*** Opening of Excerpt ***

Kissell’s immune system began deteriorating after she contracted HIV. Medications caused nerve damage. The bone in her left foot is disintegrating, making it difficult for her to walk for long periods of time. She’s constantly anemic and fatigued, having undergone six different surgeries for cervical cancer and three blood transfusions.
“I wanted to have kids, a family, a partner, but I won’t have that. I have hardly any cervix left,” she says. “I wouldn’t even have any muscle to hold the fetus.”
Like a prisoner bound to her bed, anxiety restrains her. By 11 a.m., she forces herself to find the strength to stand.
“She knows when she’s depressed and tends to withdraw herself,” says Franzie Latko, who’s been a customer and friend since she started working at the restaurant five years ago. “But she also knows when it’s time to get herself up and out and be with people, and she does it.”
She perseveres by going to every monthly doctor visit and therapy session, regularly taking her medicine and nutrition supplements, and engaging in what others could otherwise neglect. With no health insurance, she lives off of public assistance, her meager wages as a waitress, and help from her parents. Her pills cost over two-thousand dollars a month.
“You can either give into it, or you can fight it,” says James Lyon, her roommate and best friend. “[Kissell] chooses to fight.”
The day she was tested for HIV, she walked in the clinic alone. Her husband waited for her in the car. He never told her he was HIV positive and refused treatment for it. She cared for him for two years when his health failed, but when Kissell became ill, he didn’t give a damn. His usual consolation was “I love you so much. I want to bring you down with me.” He’d threaten, “If you leave, I’ll kill myself…when you go home you’ll find my brains scattered all over the walls.”
She’d sit in her bedroom in utter darkness with the blinds shut for days. For nine to ten months, she suffered from migraines, vomiting, diarrhea—banged her head on walls. The sight of her ingesting medicine angered him. “You can’t pretend it doesn’t exist!” she yelled at him one day, near tears. He choked her in their kitchen until she collapsed.
After twelve difficult years together, she had enough courage to leave him and moved to San Francisco. She never learned how her ex-husband contracted HIV. Before he passed away three years ago, her animosity towards him died quietly, with her forgiveness in its purest surrender. “There was no way he could be true in this lifetime, so all I could do was be true to myself,” she explains. “I let go of his responsibility to me.”

*** Close of Excerpt ***

_Work instructions:_ According to the profile of Kissell, how much do her pills cost each month? The entries are separate material and have no connection to the profile of Kissell.

*** Opening of Raw data ***

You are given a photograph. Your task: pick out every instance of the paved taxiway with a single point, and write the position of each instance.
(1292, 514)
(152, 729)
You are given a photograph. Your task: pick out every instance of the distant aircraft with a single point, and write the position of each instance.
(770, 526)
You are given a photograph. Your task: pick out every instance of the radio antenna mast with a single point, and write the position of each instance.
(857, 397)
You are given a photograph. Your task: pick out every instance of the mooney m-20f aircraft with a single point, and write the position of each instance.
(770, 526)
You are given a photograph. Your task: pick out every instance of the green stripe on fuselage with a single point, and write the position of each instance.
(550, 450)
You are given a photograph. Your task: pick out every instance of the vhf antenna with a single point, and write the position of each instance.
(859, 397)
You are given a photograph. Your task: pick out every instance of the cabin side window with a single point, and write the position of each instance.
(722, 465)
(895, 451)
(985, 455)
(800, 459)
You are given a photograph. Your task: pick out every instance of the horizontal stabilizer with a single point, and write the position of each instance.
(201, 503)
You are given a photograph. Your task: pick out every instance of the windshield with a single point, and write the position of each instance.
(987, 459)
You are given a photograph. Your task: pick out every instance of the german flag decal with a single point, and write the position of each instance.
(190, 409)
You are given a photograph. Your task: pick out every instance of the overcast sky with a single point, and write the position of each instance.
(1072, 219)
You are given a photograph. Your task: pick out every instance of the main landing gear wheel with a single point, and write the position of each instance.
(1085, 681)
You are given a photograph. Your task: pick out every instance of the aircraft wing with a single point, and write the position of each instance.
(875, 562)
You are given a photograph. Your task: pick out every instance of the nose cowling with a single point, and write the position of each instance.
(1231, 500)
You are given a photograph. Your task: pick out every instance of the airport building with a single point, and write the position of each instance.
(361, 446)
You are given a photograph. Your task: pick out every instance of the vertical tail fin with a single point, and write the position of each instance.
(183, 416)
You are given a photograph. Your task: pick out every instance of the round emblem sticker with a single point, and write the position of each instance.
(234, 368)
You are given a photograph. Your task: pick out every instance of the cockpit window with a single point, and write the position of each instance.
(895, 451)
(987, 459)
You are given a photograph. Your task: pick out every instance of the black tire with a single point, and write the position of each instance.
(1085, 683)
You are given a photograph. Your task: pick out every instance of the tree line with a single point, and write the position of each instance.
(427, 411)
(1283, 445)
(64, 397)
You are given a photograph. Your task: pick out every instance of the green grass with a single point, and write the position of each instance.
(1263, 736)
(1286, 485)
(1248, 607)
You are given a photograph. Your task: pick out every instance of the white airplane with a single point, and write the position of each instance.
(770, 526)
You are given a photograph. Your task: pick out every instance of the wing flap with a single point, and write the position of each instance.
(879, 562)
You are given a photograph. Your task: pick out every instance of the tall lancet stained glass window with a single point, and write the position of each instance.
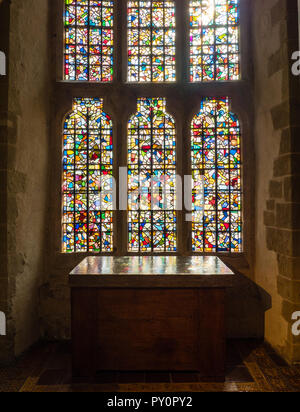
(151, 41)
(88, 40)
(216, 158)
(214, 40)
(87, 179)
(152, 178)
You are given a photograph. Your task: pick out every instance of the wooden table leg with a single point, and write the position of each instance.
(211, 333)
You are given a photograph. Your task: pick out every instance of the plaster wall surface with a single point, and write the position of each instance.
(28, 184)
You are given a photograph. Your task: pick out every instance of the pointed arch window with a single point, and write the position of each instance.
(87, 179)
(152, 218)
(214, 40)
(89, 42)
(216, 158)
(151, 41)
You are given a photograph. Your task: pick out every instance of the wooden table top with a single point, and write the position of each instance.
(152, 272)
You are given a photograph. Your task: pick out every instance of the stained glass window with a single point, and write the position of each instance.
(87, 178)
(214, 40)
(216, 158)
(89, 40)
(152, 178)
(151, 41)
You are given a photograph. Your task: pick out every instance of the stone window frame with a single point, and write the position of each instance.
(183, 103)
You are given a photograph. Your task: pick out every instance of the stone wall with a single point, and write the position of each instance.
(275, 29)
(24, 133)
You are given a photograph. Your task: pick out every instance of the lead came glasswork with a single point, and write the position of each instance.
(214, 40)
(216, 155)
(87, 183)
(151, 41)
(152, 178)
(88, 40)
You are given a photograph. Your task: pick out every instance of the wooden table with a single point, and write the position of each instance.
(149, 314)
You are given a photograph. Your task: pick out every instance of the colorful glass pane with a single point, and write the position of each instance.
(214, 40)
(88, 40)
(151, 41)
(216, 158)
(152, 178)
(87, 179)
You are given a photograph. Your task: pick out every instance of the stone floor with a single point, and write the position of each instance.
(251, 366)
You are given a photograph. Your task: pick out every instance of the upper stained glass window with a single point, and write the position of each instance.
(87, 178)
(151, 41)
(214, 40)
(216, 158)
(88, 40)
(152, 178)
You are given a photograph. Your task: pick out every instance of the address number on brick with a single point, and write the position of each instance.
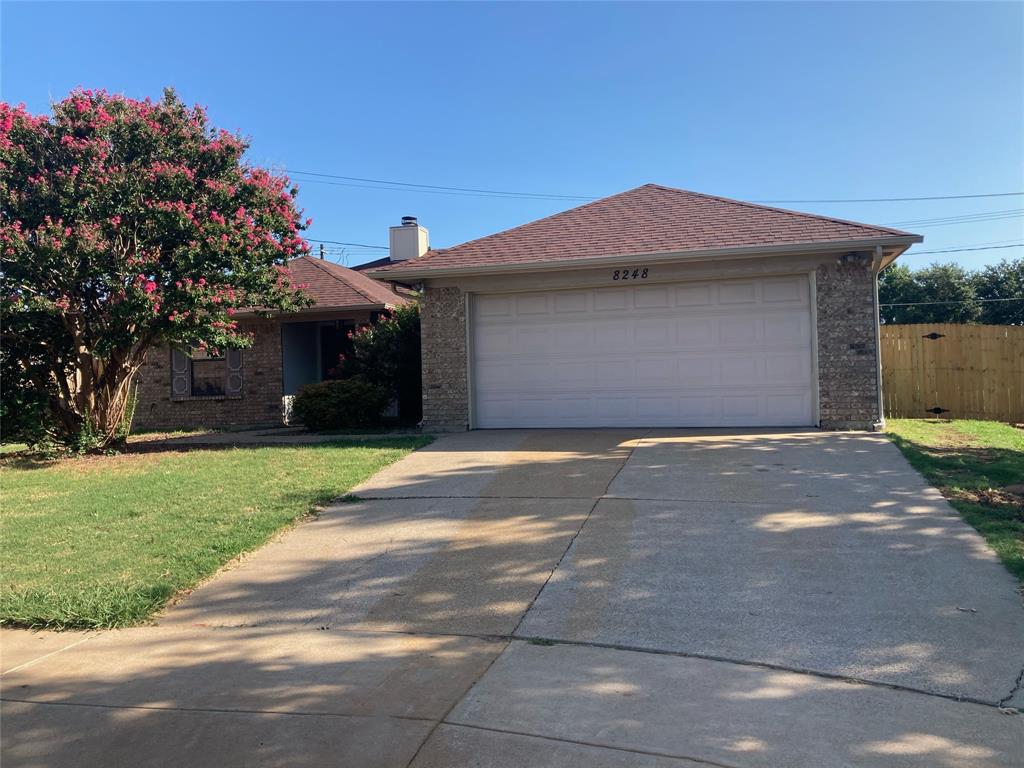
(638, 273)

*** Close of Raw data ***

_Response:_ Over two thousand dollars a month.